Retype every line of the listing below exactly, keeping the original wording, order, and line breaks.

Excerpts from point annotation data
_ _ _ _
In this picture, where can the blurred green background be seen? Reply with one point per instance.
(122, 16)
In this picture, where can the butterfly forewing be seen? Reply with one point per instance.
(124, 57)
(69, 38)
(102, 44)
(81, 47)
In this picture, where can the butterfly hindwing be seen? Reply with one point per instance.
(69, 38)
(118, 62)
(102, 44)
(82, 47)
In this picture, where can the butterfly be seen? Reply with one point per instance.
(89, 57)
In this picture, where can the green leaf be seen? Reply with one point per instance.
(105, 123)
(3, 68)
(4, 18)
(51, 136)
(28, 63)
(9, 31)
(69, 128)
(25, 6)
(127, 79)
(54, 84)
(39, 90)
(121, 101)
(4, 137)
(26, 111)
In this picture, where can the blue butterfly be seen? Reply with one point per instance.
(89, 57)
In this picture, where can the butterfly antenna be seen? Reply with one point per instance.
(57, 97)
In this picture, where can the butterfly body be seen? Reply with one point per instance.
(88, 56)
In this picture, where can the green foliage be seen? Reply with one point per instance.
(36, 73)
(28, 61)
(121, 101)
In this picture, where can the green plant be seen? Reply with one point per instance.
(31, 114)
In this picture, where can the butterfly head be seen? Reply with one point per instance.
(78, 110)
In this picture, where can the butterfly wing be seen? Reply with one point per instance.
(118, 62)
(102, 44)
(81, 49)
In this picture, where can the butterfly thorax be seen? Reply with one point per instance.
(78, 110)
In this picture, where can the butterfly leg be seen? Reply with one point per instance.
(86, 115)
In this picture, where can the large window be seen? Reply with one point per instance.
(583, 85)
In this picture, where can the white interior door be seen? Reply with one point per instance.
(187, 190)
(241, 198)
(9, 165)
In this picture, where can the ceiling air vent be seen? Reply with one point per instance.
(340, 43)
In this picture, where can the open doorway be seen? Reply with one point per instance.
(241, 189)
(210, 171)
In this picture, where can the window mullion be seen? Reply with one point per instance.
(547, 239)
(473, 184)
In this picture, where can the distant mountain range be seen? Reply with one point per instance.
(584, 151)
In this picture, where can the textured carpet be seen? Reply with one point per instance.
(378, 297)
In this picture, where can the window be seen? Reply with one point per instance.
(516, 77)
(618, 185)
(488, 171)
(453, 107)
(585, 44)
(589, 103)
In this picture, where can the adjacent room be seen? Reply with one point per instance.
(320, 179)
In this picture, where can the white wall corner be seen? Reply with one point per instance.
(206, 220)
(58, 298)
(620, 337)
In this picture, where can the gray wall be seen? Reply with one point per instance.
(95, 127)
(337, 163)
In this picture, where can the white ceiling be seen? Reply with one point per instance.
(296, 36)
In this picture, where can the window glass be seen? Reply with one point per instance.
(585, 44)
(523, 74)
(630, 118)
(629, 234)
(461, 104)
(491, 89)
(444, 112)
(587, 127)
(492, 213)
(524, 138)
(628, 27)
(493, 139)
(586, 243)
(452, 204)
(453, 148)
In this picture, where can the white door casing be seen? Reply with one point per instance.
_ _ _ _
● **Complete output**
In this picture, where can the blurred green background be seen? Reply with one point per instance.
(122, 16)
In this picture, where can the butterfly forewing be seen? Reply with one point per instance.
(124, 57)
(69, 38)
(102, 44)
(81, 47)
In this picture, where can the butterfly hindwing be seen? Reply with one point per instance.
(69, 38)
(118, 62)
(102, 44)
(82, 47)
In this picture, where can the butterfly be seen? Reply with one point per instance.
(89, 57)
In this picture, where can the green leaf be seen? Reply with one point per instance.
(105, 123)
(3, 68)
(4, 18)
(51, 136)
(28, 63)
(9, 31)
(69, 128)
(25, 6)
(127, 79)
(54, 84)
(39, 90)
(121, 101)
(4, 137)
(26, 111)
In this picture, where can the blue butterfly be seen? Reply with one point per instance.
(89, 57)
In this picture, where can the butterfly antenna be seen? Reply with one point per instance.
(57, 97)
In this picture, where can the butterfly body be seen? Reply with one point per instance.
(88, 56)
In this picture, where can the green foliage be seen? Reply with one point per instance.
(36, 73)
(28, 61)
(121, 101)
In this picture, where can the green plant be seen? Reply with one point per instance.
(31, 114)
In this picture, where can the butterfly head be seen? Reply with one point per instance.
(78, 110)
In this picture, where can the butterfly wing be seen? Reply with one point per instance.
(118, 62)
(102, 44)
(81, 49)
In this picture, where can the butterfly thorax be seen? Reply with one point per instance.
(78, 110)
In this picture, where can the butterfly leg be seen? Reply with one point per instance.
(86, 115)
In this picture, where can the large window be seen? Reply with one point per instance.
(583, 85)
In this picture, where can the white interior door be seen? Reply with one point per instance.
(187, 190)
(241, 198)
(9, 165)
In this picture, where can the ceiling air vent be seen? Reply with one point per instance.
(340, 43)
In this picture, where can the open doorway be seen? Reply with one point per instance.
(241, 189)
(210, 171)
In this picture, where can the window mullion be seen? Reply with one point per instance.
(547, 239)
(473, 184)
In this picture, where can the distant mountain range be seen? Reply with one point per instance.
(584, 151)
In this picture, where can the textured carpet be seen? Reply with one point per instance.
(378, 297)
In this picture, where can the window be seen? Reply with one point per instance.
(516, 77)
(618, 185)
(488, 171)
(453, 107)
(585, 44)
(589, 103)
In this picture, where can the adjacent room be seen? Reply with one point per instance.
(320, 179)
In this picture, where can the white wall corner be seen? Reply with one point per instance.
(206, 220)
(58, 298)
(620, 337)
In this picture, where can the gray wall be seen? Reply with one point per instance.
(95, 127)
(337, 163)
In this picture, where can the white ceiling be seen? Reply with one point per instance.
(296, 36)
In this picture, where can the window glass be seen? Reply with one point per instance.
(585, 44)
(523, 74)
(630, 118)
(629, 234)
(461, 104)
(491, 89)
(444, 112)
(587, 127)
(492, 213)
(524, 138)
(628, 27)
(493, 139)
(586, 243)
(452, 204)
(453, 148)
In this picture, where can the white door casing be seen? Reply with one point per instance.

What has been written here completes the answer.